An Existential Quanundrum

January 13, 2010 by  
Filed under Blog

Today I’m watching my dogs play and I’m jealous or their contentment, lack of ambition and worry of their position in the universe.  They simply are.

Today I’m in a funk.  The reason doesn’t really matter but it has brought up for me a profound sadness.  I catch myself thinking:  Why try so hard?  What is it all for?  Long time asked and not answered existential questions.

I went to speak at a film school this morning about producing.  One of the questions asked was:  How did I know at age eighteen if I was on the right track?  My answer was: I still don’t know if I’m on the right track.  What is the right track?  There is only the choices we make every day.

My mother always says: We all walk in the dark.  And in a way we do.  We don’t know what doors will close or open and the only constant is ourselves.  We walk in the dark carrying ourselves within us.

Yesterday, during my therapy session my therapist said that once I became more knowledgeable of me, I wouldn’t feel the need to react to everything and would draw more contentment from relationships.  What a strange thing.  To have to work at knowing ourselves as if we were two separate individuals; one that just is and the other who works at getting to know the first one.
______________________________
### QUESTIONS
**a.** List every question that appears in the blog post.
**b.** In the blog post, what topic did the writer speak about at a film school?

### SOURCE DATA
______________________________
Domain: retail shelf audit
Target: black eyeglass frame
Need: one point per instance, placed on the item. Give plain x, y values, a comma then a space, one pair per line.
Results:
______________________________
### REPLIES
**a.**
1. Why try so hard?
2. What is it all for?
3. How did I know at age eighteen if I was on the right track?
4. What is the right track?

**b.** Producing.